What to produce: Reproduce word for word the part of the passage below on the Tiffany Air Force 1 sneaker, starting at "American rapper Reese" and ending at "remains highly acclaimed.".

By Tuesday, sneakerheads and social media users largely dismissed the $400 Nike Air Force 1 Low Tiffany & Co. 1837 shoes– proclaiming them as a huge missed opportunity. The shoe is essentially an all black Air Force 1, already deemed a persona non grata of the shoe world, with a Tiffany blue swoosh and silver plated back. 

Commentary now began to flood comment sections across Twitter and Instagram. Users intervened stating: “They’re not bad if you don’t look at them,” “Is this a joke,” “Just Don’t Do It,” “You are a luxury brand, this looks so cheap” and “The design team was high for this one.” On other pages of youth culture such as Highsnobiety, Hypebeast and on popular archive account @liljupiter, people were even less inhibited. 

American rapper Reese LaFlare deemed the entire collaboration “T R A S H,” going on to state that “Nick Diamonds did it better,” in reference to the Diamond & Co. founder who in 2005 collaborated with Nike Skateboarding on what was later dubbed the “Tiffany Dunk.” That sneaker currently fetches over $3,000 on sneaker reseller StockX and remains highly acclaimed.

Data block:

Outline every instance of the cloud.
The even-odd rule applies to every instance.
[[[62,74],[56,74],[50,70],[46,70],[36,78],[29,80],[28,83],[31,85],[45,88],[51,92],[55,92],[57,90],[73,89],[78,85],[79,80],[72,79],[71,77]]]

Full answer:
American rapper Reese LaFlare deemed the entire collaboration “T R A S H,” going on to state that “Nick Diamonds did it better,” in reference to the Diamond & Co. founder who in 2005 collaborated with Nike Skateboarding on what was later dubbed the “Tiffany Dunk.” That sneaker currently fetches over $3,000 on sneaker reseller StockX and remains highly acclaimed.